◆ Task to complete
Return all lines of the records that contain the word "trace".

== Segment start ==

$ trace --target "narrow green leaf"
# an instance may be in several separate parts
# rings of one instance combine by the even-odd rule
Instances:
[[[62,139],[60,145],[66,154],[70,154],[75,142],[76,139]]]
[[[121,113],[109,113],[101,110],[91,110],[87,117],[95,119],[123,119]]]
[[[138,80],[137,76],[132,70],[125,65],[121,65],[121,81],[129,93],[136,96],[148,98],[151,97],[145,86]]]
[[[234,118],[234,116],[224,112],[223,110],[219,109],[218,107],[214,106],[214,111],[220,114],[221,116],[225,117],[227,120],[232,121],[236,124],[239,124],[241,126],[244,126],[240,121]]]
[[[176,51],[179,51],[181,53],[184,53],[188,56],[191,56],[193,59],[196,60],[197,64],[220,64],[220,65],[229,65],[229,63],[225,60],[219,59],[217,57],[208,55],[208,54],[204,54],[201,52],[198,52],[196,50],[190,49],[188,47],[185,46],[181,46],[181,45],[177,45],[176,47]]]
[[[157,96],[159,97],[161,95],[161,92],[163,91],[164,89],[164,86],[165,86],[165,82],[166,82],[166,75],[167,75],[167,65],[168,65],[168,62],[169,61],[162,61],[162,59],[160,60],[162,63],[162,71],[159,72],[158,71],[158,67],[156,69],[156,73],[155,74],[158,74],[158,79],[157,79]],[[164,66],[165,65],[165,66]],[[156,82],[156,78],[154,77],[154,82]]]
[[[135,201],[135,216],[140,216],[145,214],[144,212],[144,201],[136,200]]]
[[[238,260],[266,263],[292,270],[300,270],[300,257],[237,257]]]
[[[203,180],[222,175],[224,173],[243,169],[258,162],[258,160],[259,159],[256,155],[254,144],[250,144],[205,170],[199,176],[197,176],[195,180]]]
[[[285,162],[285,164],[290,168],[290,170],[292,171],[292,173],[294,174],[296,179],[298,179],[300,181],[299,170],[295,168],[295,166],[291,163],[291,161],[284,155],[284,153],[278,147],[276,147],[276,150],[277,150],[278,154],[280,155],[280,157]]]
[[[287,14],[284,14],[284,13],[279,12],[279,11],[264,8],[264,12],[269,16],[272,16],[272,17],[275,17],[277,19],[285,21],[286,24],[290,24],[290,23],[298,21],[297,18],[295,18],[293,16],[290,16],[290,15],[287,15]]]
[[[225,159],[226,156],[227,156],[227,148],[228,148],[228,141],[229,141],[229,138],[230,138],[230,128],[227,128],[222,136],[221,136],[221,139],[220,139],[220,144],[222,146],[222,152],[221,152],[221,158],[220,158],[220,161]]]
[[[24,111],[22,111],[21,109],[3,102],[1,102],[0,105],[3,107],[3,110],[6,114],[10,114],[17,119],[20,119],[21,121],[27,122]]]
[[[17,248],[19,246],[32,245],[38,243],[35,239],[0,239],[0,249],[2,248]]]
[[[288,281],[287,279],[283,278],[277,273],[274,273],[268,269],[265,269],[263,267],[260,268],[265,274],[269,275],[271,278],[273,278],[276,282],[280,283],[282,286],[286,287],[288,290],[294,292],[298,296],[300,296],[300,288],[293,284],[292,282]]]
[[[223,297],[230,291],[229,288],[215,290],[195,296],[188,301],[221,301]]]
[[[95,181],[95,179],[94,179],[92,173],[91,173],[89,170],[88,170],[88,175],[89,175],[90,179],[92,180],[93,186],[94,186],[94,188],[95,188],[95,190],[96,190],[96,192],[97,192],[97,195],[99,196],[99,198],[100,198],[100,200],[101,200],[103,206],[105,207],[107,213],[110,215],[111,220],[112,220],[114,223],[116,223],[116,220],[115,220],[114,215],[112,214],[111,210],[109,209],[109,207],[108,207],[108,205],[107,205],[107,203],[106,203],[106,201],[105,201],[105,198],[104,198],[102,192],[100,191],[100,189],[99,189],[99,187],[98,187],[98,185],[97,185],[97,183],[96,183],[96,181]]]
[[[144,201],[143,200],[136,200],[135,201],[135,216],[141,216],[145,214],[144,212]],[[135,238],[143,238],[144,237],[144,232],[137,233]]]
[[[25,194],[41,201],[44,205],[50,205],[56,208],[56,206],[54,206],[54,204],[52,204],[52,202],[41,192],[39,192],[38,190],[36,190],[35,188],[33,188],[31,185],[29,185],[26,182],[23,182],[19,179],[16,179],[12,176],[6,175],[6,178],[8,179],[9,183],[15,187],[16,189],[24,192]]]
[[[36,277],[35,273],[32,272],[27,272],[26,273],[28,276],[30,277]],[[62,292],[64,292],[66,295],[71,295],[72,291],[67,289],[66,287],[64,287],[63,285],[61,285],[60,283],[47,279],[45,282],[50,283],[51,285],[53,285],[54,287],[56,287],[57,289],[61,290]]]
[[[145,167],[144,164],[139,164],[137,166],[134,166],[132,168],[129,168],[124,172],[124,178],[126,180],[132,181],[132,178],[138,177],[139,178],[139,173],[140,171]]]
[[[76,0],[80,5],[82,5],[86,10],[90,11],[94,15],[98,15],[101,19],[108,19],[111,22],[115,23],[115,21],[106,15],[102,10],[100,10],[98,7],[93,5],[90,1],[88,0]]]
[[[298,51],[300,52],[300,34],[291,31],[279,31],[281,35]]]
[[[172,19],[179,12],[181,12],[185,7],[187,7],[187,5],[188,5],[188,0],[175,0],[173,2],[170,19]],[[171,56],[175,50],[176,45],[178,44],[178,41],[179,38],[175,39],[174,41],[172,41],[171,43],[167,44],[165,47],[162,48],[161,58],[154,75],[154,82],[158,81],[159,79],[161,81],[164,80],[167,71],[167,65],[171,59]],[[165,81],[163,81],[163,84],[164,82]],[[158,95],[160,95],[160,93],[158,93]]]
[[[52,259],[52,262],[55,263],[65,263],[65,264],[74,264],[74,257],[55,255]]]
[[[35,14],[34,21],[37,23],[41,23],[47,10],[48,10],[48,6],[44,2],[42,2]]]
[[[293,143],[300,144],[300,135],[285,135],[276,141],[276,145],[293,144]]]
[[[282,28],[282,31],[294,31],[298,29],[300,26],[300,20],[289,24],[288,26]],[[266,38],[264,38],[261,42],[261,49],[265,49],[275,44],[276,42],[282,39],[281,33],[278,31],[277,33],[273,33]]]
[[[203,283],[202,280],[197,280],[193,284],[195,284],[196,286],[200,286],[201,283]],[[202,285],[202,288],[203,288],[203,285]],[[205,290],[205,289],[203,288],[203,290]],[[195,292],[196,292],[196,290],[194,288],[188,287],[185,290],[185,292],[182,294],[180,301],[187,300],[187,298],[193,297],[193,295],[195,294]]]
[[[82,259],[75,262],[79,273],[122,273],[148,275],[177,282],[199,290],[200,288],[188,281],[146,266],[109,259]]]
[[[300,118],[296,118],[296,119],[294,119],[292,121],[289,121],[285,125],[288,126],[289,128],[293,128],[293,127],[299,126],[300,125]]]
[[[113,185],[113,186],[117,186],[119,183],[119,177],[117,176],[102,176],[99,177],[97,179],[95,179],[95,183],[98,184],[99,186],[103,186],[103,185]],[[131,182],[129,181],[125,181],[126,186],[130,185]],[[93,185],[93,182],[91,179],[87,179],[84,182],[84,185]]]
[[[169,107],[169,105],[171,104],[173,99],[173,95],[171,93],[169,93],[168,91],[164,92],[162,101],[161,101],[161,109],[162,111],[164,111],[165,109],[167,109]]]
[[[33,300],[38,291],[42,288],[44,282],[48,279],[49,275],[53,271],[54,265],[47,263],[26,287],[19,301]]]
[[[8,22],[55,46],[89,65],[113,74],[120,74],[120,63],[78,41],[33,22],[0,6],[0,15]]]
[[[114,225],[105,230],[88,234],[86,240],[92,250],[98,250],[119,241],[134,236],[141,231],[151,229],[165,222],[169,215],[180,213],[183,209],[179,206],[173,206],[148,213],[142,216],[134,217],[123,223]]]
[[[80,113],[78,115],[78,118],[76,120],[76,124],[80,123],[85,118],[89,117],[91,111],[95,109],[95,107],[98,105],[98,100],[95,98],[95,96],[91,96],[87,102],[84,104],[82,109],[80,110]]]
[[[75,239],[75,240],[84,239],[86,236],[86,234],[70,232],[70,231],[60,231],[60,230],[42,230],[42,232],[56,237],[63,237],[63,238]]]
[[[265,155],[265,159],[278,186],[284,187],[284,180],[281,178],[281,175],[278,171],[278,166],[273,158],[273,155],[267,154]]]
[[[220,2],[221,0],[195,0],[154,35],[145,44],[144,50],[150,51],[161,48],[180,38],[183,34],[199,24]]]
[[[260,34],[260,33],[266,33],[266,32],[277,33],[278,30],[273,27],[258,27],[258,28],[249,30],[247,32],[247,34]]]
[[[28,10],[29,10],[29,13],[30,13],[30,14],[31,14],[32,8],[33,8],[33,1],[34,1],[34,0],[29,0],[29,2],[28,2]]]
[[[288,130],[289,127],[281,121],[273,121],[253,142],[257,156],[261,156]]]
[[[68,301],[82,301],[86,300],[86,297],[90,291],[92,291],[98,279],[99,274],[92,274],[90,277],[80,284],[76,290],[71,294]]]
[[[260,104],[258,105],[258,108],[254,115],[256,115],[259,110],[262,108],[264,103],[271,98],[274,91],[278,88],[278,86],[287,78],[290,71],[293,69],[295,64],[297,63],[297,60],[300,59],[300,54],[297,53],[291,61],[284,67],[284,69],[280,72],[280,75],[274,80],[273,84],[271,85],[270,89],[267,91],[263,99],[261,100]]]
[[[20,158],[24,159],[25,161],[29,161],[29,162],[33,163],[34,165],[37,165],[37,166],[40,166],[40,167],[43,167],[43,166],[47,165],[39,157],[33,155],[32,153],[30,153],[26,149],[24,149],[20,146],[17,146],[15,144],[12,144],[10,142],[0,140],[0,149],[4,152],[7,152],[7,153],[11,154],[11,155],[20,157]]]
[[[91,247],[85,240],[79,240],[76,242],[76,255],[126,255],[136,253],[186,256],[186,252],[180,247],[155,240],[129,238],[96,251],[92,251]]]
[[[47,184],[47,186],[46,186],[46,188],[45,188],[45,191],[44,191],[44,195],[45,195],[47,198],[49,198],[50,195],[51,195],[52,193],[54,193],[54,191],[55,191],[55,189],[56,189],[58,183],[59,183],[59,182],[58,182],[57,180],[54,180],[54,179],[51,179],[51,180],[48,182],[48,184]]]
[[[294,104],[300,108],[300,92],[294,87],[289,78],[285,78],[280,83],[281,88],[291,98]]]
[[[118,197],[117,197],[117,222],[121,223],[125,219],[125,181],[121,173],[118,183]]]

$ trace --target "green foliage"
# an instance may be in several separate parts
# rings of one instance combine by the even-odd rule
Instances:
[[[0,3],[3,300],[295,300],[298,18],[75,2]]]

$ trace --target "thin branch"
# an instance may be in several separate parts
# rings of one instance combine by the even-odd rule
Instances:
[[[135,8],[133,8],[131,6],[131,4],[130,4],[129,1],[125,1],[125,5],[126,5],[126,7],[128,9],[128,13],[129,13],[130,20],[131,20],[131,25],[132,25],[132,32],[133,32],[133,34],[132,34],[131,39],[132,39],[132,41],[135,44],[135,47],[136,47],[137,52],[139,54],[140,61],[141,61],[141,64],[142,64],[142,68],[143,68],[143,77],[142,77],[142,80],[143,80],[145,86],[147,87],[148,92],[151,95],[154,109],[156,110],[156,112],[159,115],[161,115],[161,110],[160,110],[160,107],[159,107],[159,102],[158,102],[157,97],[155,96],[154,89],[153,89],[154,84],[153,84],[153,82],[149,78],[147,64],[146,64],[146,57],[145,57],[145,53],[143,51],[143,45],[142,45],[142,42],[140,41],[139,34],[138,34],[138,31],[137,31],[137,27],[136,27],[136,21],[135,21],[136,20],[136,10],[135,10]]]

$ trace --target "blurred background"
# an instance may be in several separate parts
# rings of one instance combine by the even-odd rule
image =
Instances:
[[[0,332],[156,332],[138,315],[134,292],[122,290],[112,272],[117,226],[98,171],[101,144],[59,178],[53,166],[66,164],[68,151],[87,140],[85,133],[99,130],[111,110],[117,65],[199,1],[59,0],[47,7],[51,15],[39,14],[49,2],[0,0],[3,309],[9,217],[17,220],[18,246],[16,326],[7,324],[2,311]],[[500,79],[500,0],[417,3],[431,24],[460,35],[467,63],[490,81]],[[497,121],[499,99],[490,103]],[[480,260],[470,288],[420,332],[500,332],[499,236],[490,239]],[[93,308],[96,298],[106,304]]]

== Segment end ==

◆ Task result
$ trace --target "narrow green leaf"
$ trace --target "green foliage"
$ trace --target "thin branch"
$ trace --target "blurred background"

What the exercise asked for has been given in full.